## start Passage given

Memory and Memorial


Tuesday, 31 January 2012

At the age of 41, I have finally come to admit the obvious - writing a journal or a diary is not my bag.  In hindsight, it seems pretty obvious.

My first diary, began when I was 12 or 13 years old, records small snippets of where I went, with whom, and who "got on" with whom, and who was a bitch (and, for some strange reason, every time I got my period and how long it went for).  And it never really got any better.  Later journals collectively make my toes curl.

There is something about the way I feel when I go to journal which makes for tedium.  It cramps me up, makes me feel tied and constrained, so that what I write is like a dull new version of "Dear Grandma, I am at Wilson's Prom.  It is really good.  We went to the beach yesterday.  Love Susan" type of letter my Grandmother must have choked on her false teeth with excitement about.  Or else it's a bucket into which I pour all of my emotions.  And how hard it is to write emotions well - reading it back I feel so sickened that I, who does not like schmaltz, writes page after page of it.  I sound so Pollyanna in my journals that reading them makes me want to go out and set fire to people's letterboxes and get a mohawk.

I tried to remedy this constraint by writing on unlined pages, so as to free myself up.  But that is a case of not-good workpeople blaming their tools.  It didn't help.

Part of the problem has been the feeling that someone is reading over my shoulder as I write.  A paranoid feeling that it is going to be read by prying eyes.  It means that if you were to go to my journal when, say, my marriage was beginning to falter (or, more truthfully, I was beginning to falter ... or falter even more than usual) there is nothing juicy there to find at all.  No confidence in sharing confidences with Dear Diary to be found.

I tried to remedy this by writing a journal on the computer, on Word, with a password protection.  That's a cool idea in a way except that it still feels tedious.  Add to that the fact that I can't remember what the password was I used to password-protect them and I think you'll agree I'm flogging a jar of Clag when it comes to journalling.

## end Passage given

▶ _Given request A_
Write out the blog post about journaling from "Part of the" down to "to be found.".
▶ _Given request B_
Answer these about the blog post about journaling:
(i) At what age does the writer finally admit that journaling is not their bag?
(ii) What kind of pages did the writer use to try to free themselves up?
(iii) In what program did the writer keep a password-protected journal on the computer?
▶ _Given request C_
Carry on the blog post about journaling past its last sentence.

## start Extracted information

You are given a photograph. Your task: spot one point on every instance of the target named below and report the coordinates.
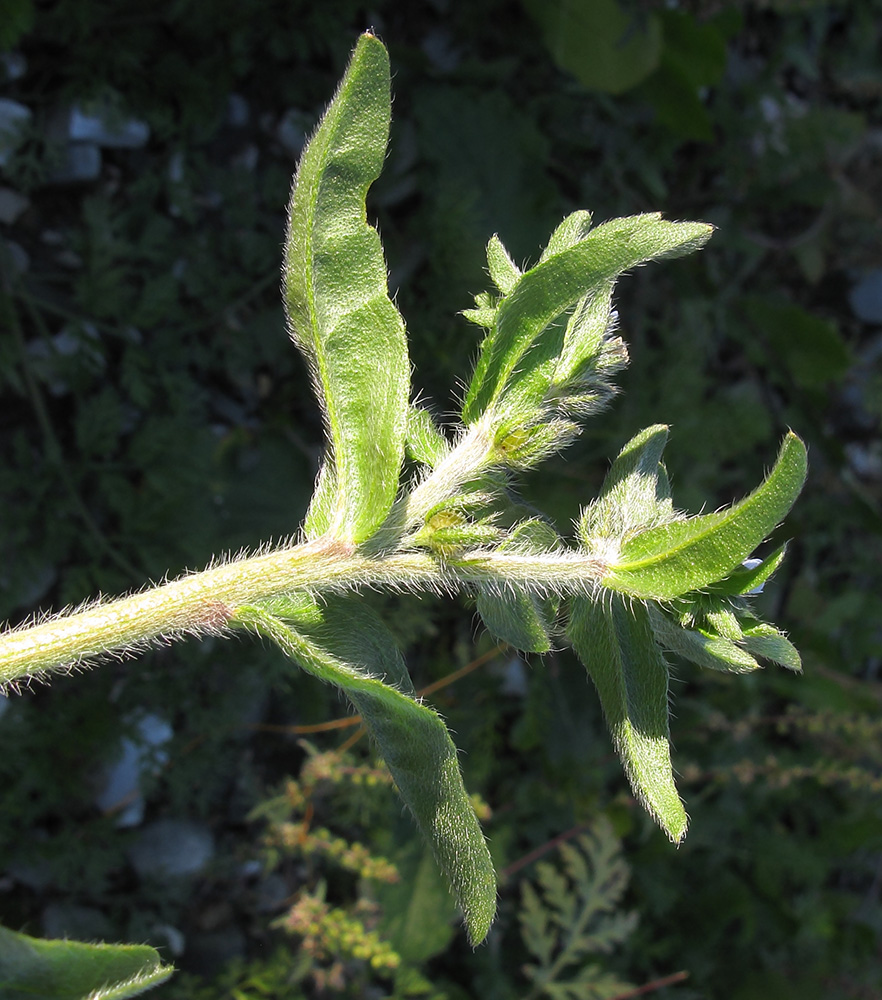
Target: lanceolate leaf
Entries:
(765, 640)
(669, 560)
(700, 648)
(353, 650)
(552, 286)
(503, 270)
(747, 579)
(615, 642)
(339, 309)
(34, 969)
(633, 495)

## end Extracted information

▶ _Response A_
Part of the problem has been the feeling that someone is reading over my shoulder as I write.  A paranoid feeling that it is going to be read by prying eyes.  It means that if you were to go to my journal when, say, my marriage was beginning to falter (or, more truthfully, I was beginning to falter ... or falter even more than usual) there is nothing juicy there to find at all.  No confidence in sharing confidences with Dear Diary to be found.

▶ _Response B_
(i) 41
(ii) Unlined pages
(iii) Word

▶ _Response C_
I remember one day when I was about 12 years old.  My father in his wisdom went to the tip ... and, as was his style, took a whole lot of everybody else’s stuff with him without asking them.  No discussion, no apology afterwards.  His decision, and that's how it was.  It infuriated me.

I think I've been fighting against that memory ever since.  I think it's partially why when I began writing morning pages six or seven years ago, I kept them.  Now I have folders and folders and folders of morning pages.  (For those who don't know, morning pages are a tool used in The Artist's Way by Julia Cameron - three pages, preferably done first thing after you get up, of handwritten stream-of-consciousness whatever-comes-outness.  The point of them is to get all of that crap out of your head and onto the page, so it's not running round in there all day taking up valuable space that your poem would rather take up.  And they work, too.  I stopped doing them for about a year and a half and have only started up again.  And after a few days of "What is the bloody point of this?" I have realised again how helpful they are.  They're like a meditation, a space cleared in my head at the start of the day. They work).

The good part about having kept my morning pages is that so many of them were written on different coloured paper so that I, in my desire to recycle wherever possible, am able to write my current pages on the blank undersides.  There is something comforting and expansive about reading what I wrote back in 2005 or 2007 or 2009, and then turning it around and writing on it in 2012, most likely the same boring dreariness, except that after I finish I don't even read them anymore.  In they go to Anthony's paper shredder.  Gone forever.  Writing them opens up a space.  Shredding them creates even more - throwing them to the tiles.

Some of that shredded paper is currently becoming part of a page of the latest incarnatiion of journal writing, one which I actually think I am going to get pleasure out of re-reading - an altered book journal.    A new life for an old children's book bought from the library for 50 cents, which has become the place where I am beginning to paint, stick down bits and pieces, collage bits and pieces from magazines, draw, stick down shiny Magpie bits I've found and want to keep, etc etc.

I've joined an online group (along with Kel from XFacta), run by a generous woman named Effy who creates her pages and films them in real time.  Alongside is a Facebook group where everybody shares what they have created.  I think it going to prove to be much, much more my style.

I'm a total beginner.  Some of my pages make me cringe in a different way to my old journals.  But it's fun in a way that diaries never were.

Here's one I prepared earlier.

Supermarket Squeeze


The soap you once bought
from the market and which
smelled awesome is now being
stocked in the supermarket
& doesn't smell quite so
super anymore.

This is no coincidence.



Monday, 30 January 2012

Your tiredness competes with your absorption watching the kind of men's final you dream of.

Way past 1am, and way more people than you would have thought are awake like you, commenting on the game on Facebook.

Your dog sleeps on through the entire almost-six hours.  He's not all that into tennis.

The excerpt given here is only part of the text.